Exercise directions
Look below for the lines from the one with "pixel 9 646" to the one with "Category: green tree", and copy exactly those lines, both ends included.
[Opening Dataset entries section]
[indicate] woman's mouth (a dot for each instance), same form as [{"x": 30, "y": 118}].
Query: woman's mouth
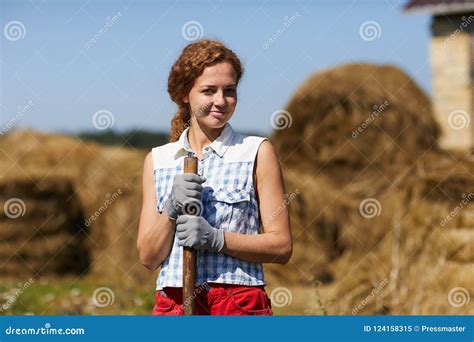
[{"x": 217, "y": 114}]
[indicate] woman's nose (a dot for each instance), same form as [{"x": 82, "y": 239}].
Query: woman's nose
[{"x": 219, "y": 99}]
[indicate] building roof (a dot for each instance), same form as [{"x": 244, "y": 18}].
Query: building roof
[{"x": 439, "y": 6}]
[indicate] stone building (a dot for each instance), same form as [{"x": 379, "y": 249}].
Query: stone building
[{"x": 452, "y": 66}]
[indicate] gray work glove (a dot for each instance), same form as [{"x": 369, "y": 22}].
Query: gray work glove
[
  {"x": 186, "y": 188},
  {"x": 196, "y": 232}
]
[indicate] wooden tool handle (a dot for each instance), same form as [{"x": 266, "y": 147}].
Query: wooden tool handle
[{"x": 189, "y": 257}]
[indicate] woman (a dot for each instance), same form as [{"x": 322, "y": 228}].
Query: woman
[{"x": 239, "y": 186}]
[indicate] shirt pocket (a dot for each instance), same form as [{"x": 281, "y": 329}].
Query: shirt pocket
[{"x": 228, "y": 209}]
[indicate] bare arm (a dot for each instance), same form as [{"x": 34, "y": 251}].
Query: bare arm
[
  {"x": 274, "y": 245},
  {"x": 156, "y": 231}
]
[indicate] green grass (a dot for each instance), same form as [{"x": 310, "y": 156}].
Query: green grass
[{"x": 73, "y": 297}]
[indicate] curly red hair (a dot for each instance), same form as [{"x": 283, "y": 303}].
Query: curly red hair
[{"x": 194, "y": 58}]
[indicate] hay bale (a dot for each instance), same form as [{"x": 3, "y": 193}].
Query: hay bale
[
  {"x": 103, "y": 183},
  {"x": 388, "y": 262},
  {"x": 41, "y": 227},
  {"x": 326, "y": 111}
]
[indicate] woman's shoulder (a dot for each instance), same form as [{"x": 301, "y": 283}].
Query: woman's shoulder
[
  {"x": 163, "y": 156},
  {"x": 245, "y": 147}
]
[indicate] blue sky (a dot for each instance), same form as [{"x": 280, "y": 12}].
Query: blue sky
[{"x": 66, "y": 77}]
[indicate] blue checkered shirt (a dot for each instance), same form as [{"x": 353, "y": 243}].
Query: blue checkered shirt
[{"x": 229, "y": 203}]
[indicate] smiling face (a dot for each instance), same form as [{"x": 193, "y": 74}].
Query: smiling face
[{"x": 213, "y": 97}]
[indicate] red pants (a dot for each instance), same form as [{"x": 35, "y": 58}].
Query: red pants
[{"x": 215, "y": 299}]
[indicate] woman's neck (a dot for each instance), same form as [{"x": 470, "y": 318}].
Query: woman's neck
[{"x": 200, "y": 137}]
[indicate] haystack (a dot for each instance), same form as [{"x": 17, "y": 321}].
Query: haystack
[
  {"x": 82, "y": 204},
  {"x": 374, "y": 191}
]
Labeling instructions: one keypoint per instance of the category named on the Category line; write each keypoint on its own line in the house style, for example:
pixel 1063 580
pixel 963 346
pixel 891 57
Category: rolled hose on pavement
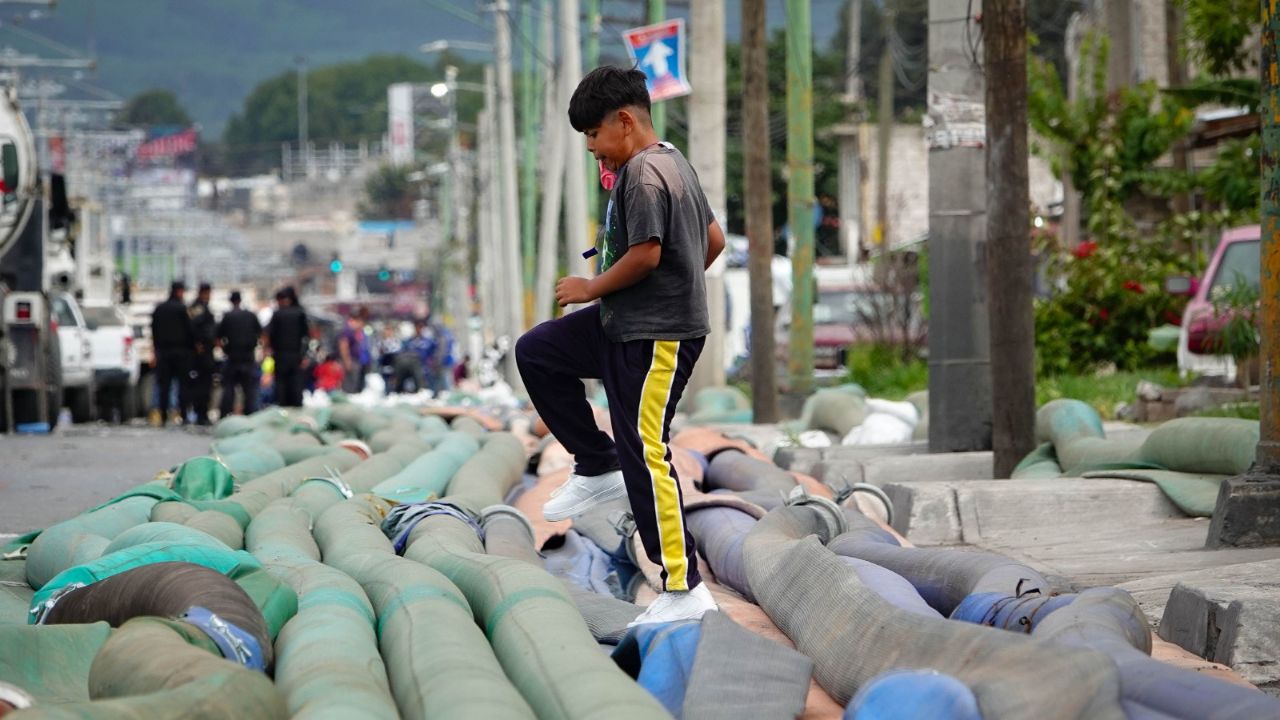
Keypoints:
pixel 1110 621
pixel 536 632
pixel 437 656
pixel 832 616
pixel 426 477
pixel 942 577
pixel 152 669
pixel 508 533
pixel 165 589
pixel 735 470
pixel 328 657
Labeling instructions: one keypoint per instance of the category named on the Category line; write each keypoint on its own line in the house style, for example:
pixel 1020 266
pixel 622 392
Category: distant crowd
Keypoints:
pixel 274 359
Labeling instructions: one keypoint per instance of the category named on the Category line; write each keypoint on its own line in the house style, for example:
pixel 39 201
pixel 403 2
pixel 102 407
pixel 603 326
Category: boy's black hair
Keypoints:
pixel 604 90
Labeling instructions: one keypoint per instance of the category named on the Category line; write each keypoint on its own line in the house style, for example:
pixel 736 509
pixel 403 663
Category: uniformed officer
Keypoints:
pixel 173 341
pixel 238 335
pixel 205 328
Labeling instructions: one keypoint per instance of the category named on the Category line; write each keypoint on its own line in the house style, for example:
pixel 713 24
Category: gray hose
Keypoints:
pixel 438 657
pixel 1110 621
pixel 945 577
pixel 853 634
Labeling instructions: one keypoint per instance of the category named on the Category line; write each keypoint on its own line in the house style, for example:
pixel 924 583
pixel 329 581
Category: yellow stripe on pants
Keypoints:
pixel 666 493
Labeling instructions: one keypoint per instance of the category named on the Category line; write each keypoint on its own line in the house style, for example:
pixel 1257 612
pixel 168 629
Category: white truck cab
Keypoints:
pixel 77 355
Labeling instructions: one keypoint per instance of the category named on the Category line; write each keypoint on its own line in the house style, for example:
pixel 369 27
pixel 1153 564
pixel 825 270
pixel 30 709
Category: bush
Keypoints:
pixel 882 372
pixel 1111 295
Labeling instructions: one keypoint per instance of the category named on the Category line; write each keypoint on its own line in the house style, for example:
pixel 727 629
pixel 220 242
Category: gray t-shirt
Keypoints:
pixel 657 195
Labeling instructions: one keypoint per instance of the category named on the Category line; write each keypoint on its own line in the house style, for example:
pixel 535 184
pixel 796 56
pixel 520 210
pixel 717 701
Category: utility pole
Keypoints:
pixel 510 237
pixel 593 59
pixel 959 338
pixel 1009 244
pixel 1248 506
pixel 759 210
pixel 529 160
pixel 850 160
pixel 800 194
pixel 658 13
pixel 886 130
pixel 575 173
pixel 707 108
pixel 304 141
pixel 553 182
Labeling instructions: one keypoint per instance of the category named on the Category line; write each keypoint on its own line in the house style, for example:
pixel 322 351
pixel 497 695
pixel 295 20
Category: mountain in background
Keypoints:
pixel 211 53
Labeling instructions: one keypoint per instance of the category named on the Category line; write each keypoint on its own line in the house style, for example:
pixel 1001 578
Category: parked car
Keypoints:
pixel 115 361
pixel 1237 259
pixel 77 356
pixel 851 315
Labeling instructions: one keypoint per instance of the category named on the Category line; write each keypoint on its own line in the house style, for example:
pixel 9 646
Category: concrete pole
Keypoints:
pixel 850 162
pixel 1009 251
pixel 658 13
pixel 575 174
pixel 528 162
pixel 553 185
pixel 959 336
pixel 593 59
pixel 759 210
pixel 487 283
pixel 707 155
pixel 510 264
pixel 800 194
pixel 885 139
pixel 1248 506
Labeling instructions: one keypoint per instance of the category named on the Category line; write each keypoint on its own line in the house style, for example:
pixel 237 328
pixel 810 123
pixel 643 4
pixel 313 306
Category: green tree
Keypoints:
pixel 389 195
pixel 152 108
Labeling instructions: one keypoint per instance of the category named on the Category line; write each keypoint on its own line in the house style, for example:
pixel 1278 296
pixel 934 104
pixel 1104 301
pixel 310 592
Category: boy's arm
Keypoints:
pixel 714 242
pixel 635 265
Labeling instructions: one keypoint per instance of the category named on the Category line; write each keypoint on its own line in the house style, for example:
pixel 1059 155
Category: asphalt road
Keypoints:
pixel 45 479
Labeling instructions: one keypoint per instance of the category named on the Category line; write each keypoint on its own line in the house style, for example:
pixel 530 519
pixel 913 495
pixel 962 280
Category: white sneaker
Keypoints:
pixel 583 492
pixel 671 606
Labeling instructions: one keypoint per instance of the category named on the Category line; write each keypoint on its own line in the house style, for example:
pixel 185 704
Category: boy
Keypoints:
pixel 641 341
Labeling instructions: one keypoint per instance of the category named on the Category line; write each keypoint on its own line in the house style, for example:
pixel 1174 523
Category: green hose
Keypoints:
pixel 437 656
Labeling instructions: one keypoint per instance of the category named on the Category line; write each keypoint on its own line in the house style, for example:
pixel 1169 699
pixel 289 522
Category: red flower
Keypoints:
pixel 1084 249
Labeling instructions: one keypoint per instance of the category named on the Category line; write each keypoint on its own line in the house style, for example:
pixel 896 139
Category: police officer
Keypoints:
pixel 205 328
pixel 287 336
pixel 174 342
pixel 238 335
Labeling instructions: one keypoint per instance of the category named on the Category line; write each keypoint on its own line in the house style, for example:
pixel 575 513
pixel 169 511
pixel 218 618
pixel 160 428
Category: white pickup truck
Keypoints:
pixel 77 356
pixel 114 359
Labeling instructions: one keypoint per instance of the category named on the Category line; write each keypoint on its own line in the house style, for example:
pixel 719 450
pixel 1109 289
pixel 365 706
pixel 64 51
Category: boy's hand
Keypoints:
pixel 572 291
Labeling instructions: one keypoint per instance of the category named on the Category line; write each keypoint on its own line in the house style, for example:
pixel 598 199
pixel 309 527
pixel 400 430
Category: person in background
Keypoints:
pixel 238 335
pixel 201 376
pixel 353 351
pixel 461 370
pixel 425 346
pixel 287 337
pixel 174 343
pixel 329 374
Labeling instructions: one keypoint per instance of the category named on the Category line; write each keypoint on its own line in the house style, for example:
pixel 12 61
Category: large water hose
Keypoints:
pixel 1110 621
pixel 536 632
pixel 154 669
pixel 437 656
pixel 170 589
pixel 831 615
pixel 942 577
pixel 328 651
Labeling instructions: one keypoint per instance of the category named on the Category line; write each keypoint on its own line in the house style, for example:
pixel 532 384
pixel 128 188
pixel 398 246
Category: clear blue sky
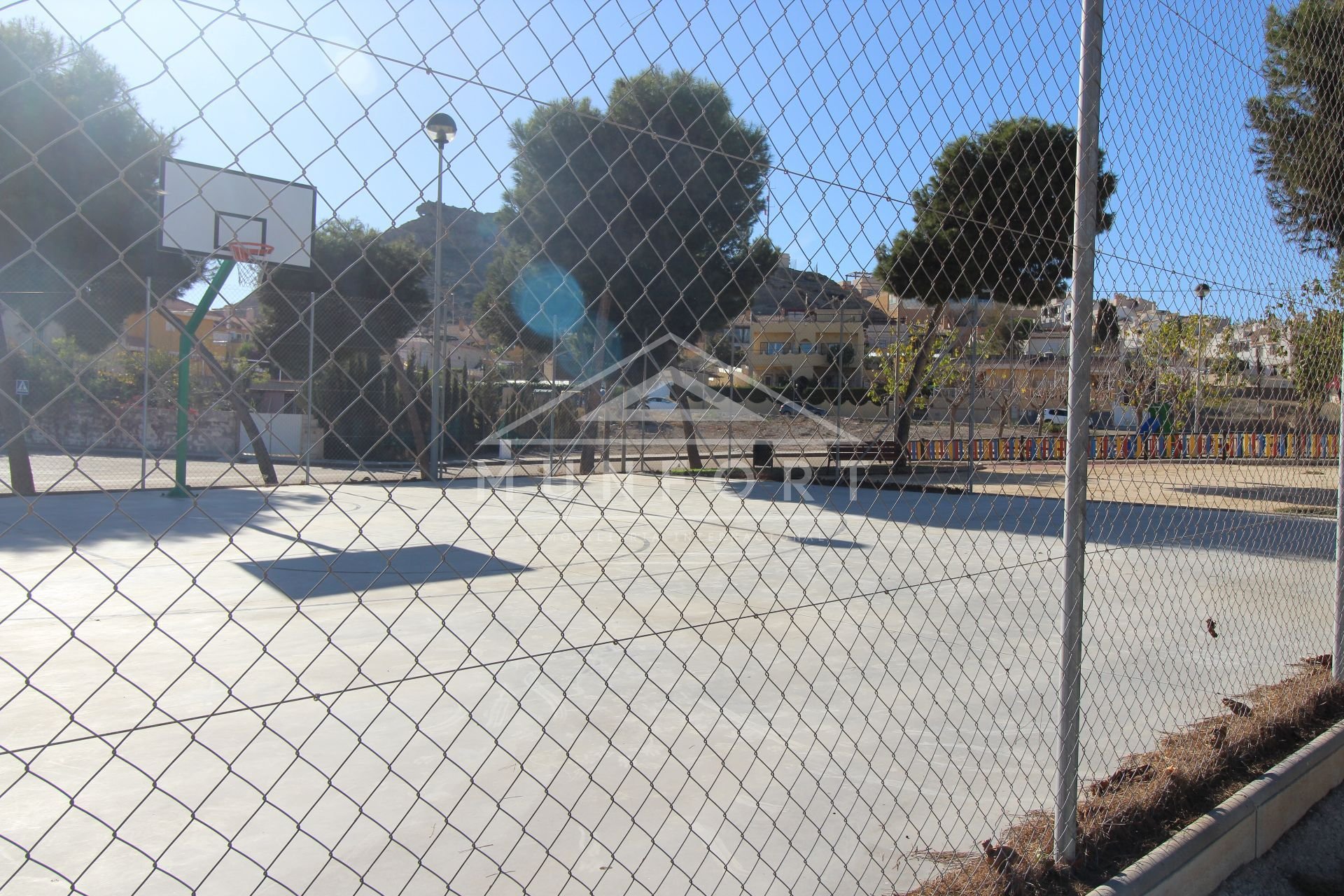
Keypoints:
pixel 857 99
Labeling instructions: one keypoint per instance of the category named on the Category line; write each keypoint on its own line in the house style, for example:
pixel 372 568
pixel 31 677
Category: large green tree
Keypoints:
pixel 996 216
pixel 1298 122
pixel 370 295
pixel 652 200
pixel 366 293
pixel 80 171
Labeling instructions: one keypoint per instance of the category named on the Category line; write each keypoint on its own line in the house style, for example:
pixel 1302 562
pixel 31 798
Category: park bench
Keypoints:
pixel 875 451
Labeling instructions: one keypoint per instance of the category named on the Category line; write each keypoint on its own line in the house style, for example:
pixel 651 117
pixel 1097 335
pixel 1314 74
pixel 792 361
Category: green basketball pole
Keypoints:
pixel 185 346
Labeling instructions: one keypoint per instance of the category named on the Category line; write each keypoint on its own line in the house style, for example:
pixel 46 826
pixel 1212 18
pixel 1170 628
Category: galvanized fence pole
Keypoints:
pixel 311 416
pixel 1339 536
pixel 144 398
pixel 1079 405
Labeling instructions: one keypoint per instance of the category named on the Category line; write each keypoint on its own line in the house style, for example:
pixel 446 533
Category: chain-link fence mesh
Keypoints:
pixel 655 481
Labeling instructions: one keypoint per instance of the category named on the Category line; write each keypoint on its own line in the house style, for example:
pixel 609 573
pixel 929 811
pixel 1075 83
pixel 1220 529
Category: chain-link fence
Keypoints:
[Closing Dataset entries section]
Answer space
pixel 9 646
Category: concrete pole
Keypoints:
pixel 850 162
pixel 1009 251
pixel 658 13
pixel 575 174
pixel 528 162
pixel 553 185
pixel 959 336
pixel 593 59
pixel 759 210
pixel 487 283
pixel 707 155
pixel 510 264
pixel 800 194
pixel 885 139
pixel 1248 506
Labeling instructions: one keypoint per instance of the category named on the Category line; write each keypoint on its own line in the house style, for example:
pixel 237 328
pixel 810 123
pixel 643 4
pixel 313 306
Category: green tree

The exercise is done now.